### [TASK REQUIREMENTS]
Count the lines in the data below that contain the string "outline" with case counting, and reply with the number alone.

### [SUPPLIED RECORDS]
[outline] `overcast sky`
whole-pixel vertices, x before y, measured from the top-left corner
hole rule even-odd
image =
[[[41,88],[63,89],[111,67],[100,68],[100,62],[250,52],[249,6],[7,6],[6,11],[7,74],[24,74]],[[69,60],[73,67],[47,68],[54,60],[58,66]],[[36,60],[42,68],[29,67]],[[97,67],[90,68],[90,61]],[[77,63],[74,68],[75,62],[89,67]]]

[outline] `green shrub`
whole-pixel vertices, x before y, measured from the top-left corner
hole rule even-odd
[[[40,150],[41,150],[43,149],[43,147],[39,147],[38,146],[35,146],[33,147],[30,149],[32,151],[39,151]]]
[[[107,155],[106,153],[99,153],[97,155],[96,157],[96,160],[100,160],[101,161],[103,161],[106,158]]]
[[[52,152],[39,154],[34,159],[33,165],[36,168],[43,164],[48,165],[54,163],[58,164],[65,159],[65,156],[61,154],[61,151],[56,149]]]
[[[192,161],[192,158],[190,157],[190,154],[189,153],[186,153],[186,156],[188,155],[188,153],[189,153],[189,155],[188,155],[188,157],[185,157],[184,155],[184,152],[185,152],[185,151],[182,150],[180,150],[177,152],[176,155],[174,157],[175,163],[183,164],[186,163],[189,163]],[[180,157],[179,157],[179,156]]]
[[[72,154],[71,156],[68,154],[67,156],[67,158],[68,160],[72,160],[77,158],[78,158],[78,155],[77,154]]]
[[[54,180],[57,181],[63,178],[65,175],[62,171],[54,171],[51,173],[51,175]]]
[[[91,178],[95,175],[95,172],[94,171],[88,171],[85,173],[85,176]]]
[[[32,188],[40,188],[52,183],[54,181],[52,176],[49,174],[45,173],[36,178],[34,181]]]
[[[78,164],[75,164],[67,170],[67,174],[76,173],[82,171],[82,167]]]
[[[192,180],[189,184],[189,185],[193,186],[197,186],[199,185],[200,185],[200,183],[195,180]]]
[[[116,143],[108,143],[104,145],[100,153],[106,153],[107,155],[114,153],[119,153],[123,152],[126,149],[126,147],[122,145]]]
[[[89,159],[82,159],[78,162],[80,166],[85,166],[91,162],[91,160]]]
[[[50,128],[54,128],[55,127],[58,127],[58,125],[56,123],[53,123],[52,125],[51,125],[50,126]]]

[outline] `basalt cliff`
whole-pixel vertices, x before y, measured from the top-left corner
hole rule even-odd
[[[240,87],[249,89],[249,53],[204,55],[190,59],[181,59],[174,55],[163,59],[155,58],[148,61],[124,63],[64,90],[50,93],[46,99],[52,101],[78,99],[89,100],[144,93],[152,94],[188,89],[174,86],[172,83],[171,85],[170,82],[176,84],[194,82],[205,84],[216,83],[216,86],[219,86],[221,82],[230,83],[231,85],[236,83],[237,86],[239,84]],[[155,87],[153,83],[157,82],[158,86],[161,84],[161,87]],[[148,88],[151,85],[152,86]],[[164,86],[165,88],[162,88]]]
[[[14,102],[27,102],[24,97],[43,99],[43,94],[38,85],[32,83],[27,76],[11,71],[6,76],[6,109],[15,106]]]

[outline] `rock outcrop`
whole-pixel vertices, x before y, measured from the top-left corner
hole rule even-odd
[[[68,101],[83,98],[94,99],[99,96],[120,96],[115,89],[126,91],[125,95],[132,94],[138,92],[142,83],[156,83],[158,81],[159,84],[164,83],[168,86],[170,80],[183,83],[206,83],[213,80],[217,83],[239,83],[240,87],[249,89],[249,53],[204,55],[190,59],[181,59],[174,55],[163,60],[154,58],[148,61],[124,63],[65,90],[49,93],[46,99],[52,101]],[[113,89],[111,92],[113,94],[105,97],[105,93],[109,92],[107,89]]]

### [ANSWER TO THIS PROBLEM]
4